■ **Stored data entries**
****************************************
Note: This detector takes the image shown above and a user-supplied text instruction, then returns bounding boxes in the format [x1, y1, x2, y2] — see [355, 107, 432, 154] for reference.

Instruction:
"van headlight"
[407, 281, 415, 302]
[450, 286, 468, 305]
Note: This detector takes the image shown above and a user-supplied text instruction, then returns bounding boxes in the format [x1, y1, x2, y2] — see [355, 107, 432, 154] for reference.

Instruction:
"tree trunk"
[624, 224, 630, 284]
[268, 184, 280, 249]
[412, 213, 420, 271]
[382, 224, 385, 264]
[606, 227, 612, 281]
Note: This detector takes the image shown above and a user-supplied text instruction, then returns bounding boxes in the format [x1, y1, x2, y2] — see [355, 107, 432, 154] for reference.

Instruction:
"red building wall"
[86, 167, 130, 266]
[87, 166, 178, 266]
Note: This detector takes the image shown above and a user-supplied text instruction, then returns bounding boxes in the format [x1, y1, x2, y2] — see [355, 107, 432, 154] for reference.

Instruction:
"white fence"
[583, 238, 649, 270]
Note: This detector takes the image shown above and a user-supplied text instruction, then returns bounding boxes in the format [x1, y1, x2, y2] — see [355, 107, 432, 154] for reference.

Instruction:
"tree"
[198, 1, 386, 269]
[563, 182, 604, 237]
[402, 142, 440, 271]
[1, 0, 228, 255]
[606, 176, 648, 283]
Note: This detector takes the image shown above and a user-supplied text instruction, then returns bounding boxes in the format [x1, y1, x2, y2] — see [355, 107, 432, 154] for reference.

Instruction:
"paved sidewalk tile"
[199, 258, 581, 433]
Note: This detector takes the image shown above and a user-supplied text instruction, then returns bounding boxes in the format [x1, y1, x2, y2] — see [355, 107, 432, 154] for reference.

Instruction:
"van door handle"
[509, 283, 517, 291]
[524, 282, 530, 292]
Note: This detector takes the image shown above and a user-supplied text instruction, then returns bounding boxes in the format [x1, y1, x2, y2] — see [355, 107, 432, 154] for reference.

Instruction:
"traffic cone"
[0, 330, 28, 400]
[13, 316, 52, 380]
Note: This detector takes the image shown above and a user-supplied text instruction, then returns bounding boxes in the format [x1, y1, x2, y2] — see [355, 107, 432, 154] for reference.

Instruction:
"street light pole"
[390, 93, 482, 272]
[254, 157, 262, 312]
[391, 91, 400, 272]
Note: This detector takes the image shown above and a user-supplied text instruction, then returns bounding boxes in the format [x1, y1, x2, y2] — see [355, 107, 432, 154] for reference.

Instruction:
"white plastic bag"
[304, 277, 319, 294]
****************************************
■ **Task description**
All records above must be set down exactly, please.

■ **Written response**
Note: This detector takes the image shown above and a user-supplied text instruction, then returns bounding boxes in the format [x1, y1, x2, y2] — see [355, 107, 432, 154] for reference.

Instruction:
"van headlight"
[407, 281, 415, 302]
[450, 286, 468, 305]
Note: This detector takes the image shown above and a user-supplied text instruction, then returns bounding boxes in the format [x1, y1, x2, y2] — see [355, 107, 432, 154] for reference.

Instruction:
"tree trunk"
[624, 224, 630, 284]
[268, 184, 280, 249]
[412, 213, 420, 271]
[382, 224, 385, 264]
[606, 227, 612, 281]
Note: This detector takes the image shown above and a user-supplied text instruction, then returns bounding boxes in the format [x1, y1, x2, y2] — see [355, 107, 432, 154] for reference.

Instruction:
"red building wall"
[86, 167, 130, 266]
[87, 166, 178, 266]
Note: This detector takes the image shown above and a user-supplied text instruction, then returns bounding boxes in the format [x1, y1, x2, y2] — see [355, 107, 432, 154] for reference.

Instruction:
"white fence"
[583, 238, 649, 270]
Note: This detector takes the image shown above and a user-supplied text instruction, then returns bounding boxes in the format [x1, y1, x2, y2] — see [355, 107, 432, 154] for reference.

Instruction:
"tree"
[198, 1, 386, 269]
[563, 182, 604, 237]
[402, 142, 440, 271]
[1, 0, 228, 255]
[606, 176, 648, 283]
Note: This detector takes the image shown above and a user-supplied text instruction, then returns bounding boxes in the format [x1, y1, x2, y2] — see [355, 107, 432, 154] for reference.

Instruction:
"paved sidewalk tile"
[199, 258, 581, 433]
Note: This detector takes the image shown above and a user-supplied text instruction, then returns bounding boxes in the format [x1, y1, x2, y2] — see [355, 107, 432, 154] for reference.

Instruction:
"van door handle"
[509, 283, 517, 291]
[524, 282, 530, 292]
Note: This detector takes the image shown above and a user-supplied text instruction, then returns bounding boxes in the format [x1, y1, x2, y2] — see [355, 107, 432, 154] for reference.

Instruction:
"traffic cone"
[0, 330, 28, 400]
[13, 316, 52, 380]
Note: This detector takes the image shown above and a user-supplied text instruction, then returns bounding boxes in the format [x1, y1, x2, y2] — see [355, 107, 432, 154] for reference.

Instruction:
"street light pole"
[390, 93, 482, 272]
[254, 157, 262, 312]
[391, 91, 400, 272]
Note: This detector takes the image shown above and a user-supplied text instruction, then returns bounding boxes in the format [x1, y1, x2, y2] — see [355, 107, 432, 154] for reference.

Instruction:
"white plastic bag"
[304, 277, 319, 294]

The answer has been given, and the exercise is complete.